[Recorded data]
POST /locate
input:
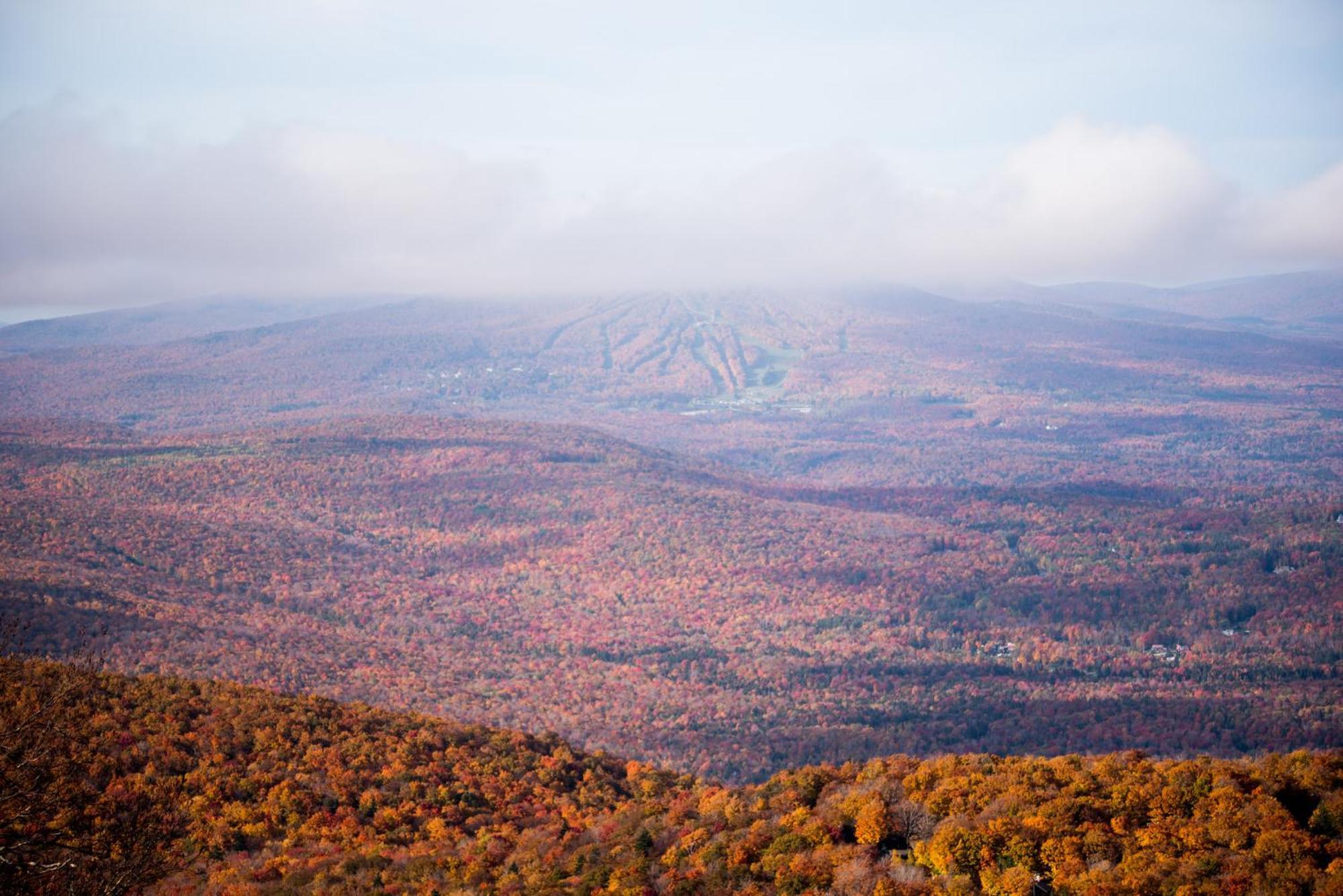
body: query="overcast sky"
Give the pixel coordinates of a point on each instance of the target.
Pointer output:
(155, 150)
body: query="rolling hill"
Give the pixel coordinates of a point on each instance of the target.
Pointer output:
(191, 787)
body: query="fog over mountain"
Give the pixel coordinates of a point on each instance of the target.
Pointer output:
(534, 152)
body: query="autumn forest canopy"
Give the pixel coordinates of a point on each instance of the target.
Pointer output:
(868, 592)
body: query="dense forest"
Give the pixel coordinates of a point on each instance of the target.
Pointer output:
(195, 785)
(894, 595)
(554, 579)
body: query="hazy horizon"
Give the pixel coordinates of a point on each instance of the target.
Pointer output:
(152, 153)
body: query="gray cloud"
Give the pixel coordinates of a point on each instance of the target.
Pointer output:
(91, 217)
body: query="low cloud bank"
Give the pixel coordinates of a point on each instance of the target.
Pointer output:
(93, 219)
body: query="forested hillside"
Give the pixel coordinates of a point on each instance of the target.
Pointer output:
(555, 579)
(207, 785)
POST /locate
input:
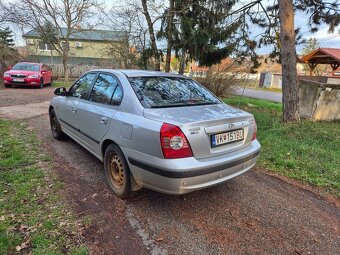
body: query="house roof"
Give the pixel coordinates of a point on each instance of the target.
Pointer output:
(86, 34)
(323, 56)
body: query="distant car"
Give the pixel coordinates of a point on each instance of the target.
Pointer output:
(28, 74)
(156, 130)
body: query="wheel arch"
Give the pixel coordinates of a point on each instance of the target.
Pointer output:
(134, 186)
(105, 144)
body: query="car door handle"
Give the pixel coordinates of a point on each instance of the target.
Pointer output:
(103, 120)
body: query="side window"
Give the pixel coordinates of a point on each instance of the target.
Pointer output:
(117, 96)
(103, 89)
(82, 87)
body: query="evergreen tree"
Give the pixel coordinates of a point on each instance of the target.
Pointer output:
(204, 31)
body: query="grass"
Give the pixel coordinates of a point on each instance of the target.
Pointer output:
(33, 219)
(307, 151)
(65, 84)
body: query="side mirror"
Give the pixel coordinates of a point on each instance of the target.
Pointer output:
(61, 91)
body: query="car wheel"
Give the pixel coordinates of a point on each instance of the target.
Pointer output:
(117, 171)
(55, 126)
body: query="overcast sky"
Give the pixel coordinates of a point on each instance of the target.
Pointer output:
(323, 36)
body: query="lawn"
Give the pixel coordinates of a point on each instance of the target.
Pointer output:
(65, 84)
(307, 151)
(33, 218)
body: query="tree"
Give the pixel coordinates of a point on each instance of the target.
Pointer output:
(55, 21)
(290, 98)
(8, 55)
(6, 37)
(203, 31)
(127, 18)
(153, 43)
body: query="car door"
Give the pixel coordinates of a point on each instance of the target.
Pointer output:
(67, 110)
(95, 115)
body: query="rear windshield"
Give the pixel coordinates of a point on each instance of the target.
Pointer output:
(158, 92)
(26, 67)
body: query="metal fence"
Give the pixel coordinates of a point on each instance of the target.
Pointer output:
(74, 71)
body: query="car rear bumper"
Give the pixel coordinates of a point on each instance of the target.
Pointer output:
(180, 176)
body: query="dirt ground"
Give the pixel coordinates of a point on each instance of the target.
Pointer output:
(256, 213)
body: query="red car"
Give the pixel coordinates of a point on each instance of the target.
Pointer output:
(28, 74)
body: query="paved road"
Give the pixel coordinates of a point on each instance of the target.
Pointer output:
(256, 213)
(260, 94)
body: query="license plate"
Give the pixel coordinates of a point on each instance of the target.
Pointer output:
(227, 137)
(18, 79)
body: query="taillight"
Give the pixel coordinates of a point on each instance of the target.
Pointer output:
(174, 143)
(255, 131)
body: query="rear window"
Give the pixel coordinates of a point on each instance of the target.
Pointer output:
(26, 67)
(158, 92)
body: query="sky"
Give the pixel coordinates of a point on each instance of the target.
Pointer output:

→ **Problem**
Which lines of the data above contain the string "window"? Copy each of them.

→ **Output for this exercise**
body: query="side window"
body: query="rear window"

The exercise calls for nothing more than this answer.